▶ **Task set**:
1. From the vSphere failover text, extract the passage starting at "Fault Tolerance is" and ending at "a server failure.".
2. In the vSphere failover text, what is a VM limited to when it uses the Fault Tolerance feature?
3. Condense the paragraph of the vSphere failover text that begins "Fault Tolerance is another high availability feature" into a short bulleted list that keeps its main facts.

▶ **Quoted text**:

▼

The second type of automatic failover protects against physical server failures. This portion of the vSphere system, named vSphere HA, automatically restarts VMs in the event that the server running the VMs goes offline unexpectedly. Within the vCenter configuration, administrators can set priority levels so that the VMs are brought online in a specific order. That way, the most critical servers are the first machines to come back online, with less important servers being brought online last or left offline. Machines such as Active Directory (AD) domain controllers (DCs) and database servers should be the first machines to come back online. Next, machines running Internet-facing applications such as web servers should be brought online. Back-end processing servers and virtual workstations should be the last machines to come back online.

With this automatic VM restart functionally, the VM will go offline when a physical server fails. Typically, this downtime will only be a few minutes, but the amount of downtime varies, depending on the number of VMs on the host and how the automatic restart feature is configured.

Ensuring Outage-less Failover with Fault Tolerance

Fault Tolerance is another high availability feature in vSphere. When using the Fault Tolerance feature, a VM is run on two hosts at the same time in lockstep with each other. If there's a failure on the host running the active copy of the VM, the passive machine running in lockstep takes over processing for the VM. This high availability feature allows a VM to remain online, even when the host running the VM fails.

There are several very specific requirements for using the Fault Tolerance feature. For example, the VM is limited to a single virtual CPU (vCPU) and specific versions of the BIOS are required. (The requirements vary based on the vSphere version.) However, if the VM meets these requirements, this is an excellent way to keep the VM online in the event of a server failure.

▲

▶ **Provided records**:

▼

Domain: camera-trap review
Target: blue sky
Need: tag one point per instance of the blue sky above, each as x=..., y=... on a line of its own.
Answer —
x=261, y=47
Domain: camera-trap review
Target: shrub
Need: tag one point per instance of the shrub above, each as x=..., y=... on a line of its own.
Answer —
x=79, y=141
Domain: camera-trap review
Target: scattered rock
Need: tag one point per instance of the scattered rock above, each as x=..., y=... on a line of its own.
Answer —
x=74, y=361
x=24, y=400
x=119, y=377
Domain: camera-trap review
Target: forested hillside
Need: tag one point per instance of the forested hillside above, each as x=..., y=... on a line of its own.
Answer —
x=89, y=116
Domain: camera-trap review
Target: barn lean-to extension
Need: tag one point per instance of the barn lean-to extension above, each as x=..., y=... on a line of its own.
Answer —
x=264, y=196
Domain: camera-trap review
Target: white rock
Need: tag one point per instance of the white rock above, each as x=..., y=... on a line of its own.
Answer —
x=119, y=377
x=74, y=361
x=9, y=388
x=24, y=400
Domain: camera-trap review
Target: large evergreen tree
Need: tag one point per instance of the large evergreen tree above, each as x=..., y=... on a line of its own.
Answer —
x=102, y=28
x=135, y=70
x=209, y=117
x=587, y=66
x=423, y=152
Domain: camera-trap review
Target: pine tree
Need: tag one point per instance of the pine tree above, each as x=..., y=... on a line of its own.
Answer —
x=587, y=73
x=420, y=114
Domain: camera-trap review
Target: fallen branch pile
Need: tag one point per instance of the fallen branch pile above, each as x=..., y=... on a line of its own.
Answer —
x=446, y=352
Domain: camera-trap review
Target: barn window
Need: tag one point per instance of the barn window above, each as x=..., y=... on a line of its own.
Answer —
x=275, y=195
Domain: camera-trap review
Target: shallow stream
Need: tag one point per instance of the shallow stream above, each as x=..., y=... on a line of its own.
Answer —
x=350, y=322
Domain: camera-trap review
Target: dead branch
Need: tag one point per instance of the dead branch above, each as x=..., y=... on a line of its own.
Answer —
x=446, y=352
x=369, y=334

▲

▶ **Per-task answers**:
1.
Fault Tolerance is another high availability feature in vSphere. When using the Fault Tolerance feature, a VM is run on two hosts at the same time in lockstep with each other. If there's a failure on the host running the active copy of the VM, the passive machine running in lockstep takes over processing for the VM. This high availability feature allows a VM to remain online, even when the host running the VM fails.

There are several very specific requirements for using the Fault Tolerance feature. For example, the VM is limited to a single virtual CPU (vCPU) and specific versions of the BIOS are required. (The requirements vary based on the vSphere version.) However, if the VM meets these requirements, this is an excellent way to keep the VM online in the event of a server failure.

2. A single virtual CPU (vCPU).

3.
- Fault Tolerance is a high availability feature in vSphere.
- It runs a VM on two hosts at once, in lockstep.
- If the host running the active copy fails, the passive copy takes over processing.
- The VM stays online even when its host fails.